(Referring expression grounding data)

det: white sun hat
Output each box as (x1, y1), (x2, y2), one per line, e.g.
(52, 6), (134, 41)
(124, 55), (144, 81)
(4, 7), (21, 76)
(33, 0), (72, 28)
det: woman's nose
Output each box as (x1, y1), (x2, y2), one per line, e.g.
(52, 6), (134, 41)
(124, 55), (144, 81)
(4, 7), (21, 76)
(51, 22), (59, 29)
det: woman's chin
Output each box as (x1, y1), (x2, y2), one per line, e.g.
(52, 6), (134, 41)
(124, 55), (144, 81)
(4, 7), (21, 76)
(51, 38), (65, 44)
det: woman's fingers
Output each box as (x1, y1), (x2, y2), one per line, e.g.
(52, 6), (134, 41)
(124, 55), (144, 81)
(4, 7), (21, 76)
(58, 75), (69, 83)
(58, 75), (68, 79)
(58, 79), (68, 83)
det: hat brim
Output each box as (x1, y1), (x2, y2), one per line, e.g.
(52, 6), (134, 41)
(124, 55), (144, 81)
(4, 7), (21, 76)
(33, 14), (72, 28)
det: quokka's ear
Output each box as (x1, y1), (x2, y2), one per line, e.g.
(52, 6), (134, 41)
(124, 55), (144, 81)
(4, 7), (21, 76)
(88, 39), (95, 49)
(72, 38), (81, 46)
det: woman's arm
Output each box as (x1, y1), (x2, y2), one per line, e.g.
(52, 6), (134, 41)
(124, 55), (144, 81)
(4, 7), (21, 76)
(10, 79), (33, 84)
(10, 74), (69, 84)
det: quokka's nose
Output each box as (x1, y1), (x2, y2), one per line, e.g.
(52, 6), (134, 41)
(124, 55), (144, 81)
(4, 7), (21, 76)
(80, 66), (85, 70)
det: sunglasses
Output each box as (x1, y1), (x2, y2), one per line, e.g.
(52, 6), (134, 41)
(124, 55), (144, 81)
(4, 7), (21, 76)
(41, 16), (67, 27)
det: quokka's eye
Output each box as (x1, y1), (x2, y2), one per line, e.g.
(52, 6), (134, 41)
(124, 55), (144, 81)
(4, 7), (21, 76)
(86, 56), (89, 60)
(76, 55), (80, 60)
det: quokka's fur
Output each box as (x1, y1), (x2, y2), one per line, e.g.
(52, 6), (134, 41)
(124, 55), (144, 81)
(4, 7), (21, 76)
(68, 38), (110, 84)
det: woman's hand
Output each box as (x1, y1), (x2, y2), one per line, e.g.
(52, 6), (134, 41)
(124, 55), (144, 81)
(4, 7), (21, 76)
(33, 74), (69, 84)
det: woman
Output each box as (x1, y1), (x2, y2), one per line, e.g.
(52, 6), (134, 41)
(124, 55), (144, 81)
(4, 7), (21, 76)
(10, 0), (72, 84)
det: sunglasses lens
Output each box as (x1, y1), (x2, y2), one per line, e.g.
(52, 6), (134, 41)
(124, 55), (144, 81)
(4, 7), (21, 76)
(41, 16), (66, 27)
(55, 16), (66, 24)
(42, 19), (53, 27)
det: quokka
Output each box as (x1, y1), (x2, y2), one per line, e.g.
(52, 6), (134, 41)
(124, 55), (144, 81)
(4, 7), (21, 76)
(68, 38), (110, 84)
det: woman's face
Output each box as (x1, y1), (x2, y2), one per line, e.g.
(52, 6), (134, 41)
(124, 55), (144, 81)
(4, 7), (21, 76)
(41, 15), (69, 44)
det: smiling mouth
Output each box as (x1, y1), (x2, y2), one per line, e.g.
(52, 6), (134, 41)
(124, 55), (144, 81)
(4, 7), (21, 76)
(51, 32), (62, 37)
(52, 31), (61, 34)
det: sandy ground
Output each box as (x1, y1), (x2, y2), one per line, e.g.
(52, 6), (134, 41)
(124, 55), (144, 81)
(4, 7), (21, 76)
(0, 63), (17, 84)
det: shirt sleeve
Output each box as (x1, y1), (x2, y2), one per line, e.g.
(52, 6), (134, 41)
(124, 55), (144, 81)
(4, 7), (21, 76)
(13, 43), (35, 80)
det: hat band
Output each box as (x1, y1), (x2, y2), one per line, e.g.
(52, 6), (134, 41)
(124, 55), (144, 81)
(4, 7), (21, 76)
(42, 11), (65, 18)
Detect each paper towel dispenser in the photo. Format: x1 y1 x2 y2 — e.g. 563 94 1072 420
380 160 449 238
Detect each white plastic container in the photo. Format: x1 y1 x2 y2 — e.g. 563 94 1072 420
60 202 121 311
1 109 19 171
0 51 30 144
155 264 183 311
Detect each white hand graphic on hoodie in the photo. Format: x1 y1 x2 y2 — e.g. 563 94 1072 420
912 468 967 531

Activity: Copy each line from the data above that includes "woman".

Response to the exercise:
det: woman's nose
det: woman's chin
det: woman's fingers
det: woman's arm
det: woman's hand
det: woman
det: woman's face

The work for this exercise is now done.